Start of Block
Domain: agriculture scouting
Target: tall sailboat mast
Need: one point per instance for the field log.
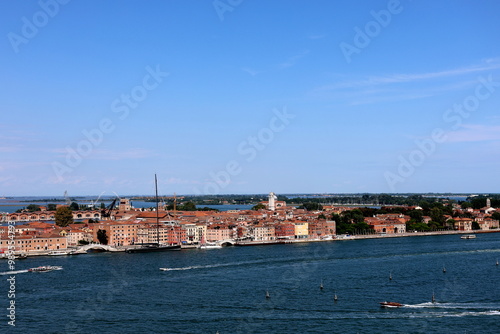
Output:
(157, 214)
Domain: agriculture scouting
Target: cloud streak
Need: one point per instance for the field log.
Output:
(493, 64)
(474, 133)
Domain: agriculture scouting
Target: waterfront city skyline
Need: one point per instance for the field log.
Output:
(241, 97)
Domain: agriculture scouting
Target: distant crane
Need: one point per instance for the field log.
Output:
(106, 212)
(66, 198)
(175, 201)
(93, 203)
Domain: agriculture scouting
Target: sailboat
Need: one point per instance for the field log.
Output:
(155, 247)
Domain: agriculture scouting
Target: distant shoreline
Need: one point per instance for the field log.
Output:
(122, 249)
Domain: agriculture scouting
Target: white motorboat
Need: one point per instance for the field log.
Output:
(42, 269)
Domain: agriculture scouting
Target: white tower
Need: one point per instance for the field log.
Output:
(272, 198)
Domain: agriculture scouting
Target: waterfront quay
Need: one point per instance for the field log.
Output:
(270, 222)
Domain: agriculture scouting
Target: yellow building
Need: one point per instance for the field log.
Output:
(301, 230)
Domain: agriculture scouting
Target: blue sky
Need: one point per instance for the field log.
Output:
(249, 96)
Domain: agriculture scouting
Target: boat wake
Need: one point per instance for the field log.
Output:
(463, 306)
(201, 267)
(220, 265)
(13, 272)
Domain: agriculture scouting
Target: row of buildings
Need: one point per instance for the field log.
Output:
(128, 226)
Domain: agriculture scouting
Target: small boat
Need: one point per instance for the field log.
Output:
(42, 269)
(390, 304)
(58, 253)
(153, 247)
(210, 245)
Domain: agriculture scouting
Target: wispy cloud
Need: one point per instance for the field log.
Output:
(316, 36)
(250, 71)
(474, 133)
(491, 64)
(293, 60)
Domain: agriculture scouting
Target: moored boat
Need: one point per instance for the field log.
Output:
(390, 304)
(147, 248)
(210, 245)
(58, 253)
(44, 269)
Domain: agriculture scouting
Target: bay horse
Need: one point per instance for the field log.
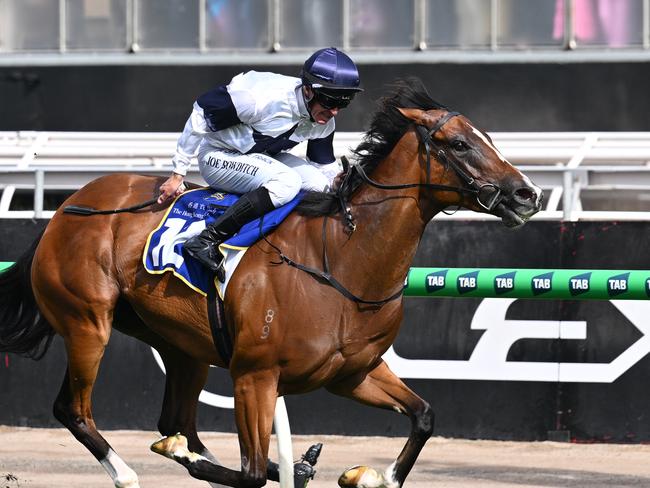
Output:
End of Block
Required work -
From the records above, show each line that contains the word "waterfront".

Task answer -
Target: waterfront city skyline
Target: waterfront quay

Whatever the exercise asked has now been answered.